* TRY IT:
Could you give back the records exactly, taking out the pictures?
[SUPPLIED MATERIAL]
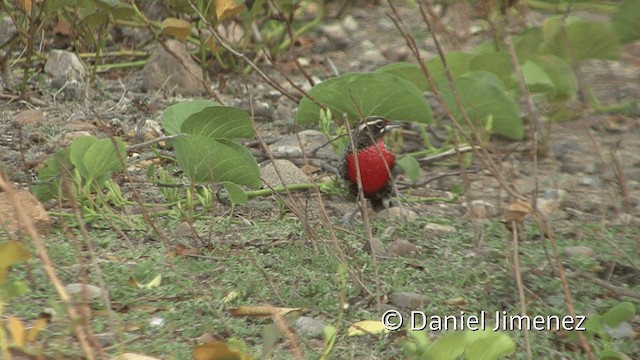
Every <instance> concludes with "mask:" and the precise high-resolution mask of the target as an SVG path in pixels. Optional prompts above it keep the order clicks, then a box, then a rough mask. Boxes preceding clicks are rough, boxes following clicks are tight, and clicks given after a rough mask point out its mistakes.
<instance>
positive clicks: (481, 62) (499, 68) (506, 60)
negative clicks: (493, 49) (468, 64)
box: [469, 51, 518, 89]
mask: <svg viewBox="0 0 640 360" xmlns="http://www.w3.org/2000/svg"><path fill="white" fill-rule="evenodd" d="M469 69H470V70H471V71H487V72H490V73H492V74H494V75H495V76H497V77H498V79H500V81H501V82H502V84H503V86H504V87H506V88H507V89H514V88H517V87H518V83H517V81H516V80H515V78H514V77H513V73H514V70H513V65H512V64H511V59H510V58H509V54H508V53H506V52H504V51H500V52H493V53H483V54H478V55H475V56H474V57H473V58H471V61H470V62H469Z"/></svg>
[/SUPPLIED MATERIAL]
* WRITTEN ANSWER:
Every <instance> concludes with "mask:" and the precise high-resolution mask of the target as an SVG path in pixels. Optional prompts above it keep the order clicks, then a box, then a rough mask. Boxes preceding clicks are rough, boxes following clicks are tight, and clicks given after a rough mask point out its mistakes.
<instance>
positive clicks: (481, 62) (499, 68) (506, 60)
negative clicks: (493, 49) (468, 64)
box: [469, 51, 518, 89]
mask: <svg viewBox="0 0 640 360" xmlns="http://www.w3.org/2000/svg"><path fill="white" fill-rule="evenodd" d="M469 69H470V70H471V71H487V72H490V73H492V74H494V75H495V76H497V77H498V79H500V81H501V82H502V84H503V86H504V87H506V88H507V89H514V88H517V87H518V83H517V81H516V80H515V78H514V77H513V73H514V70H513V65H512V64H511V59H510V58H509V54H508V53H506V52H504V51H500V52H493V53H483V54H478V55H475V56H474V57H473V58H471V61H470V62H469Z"/></svg>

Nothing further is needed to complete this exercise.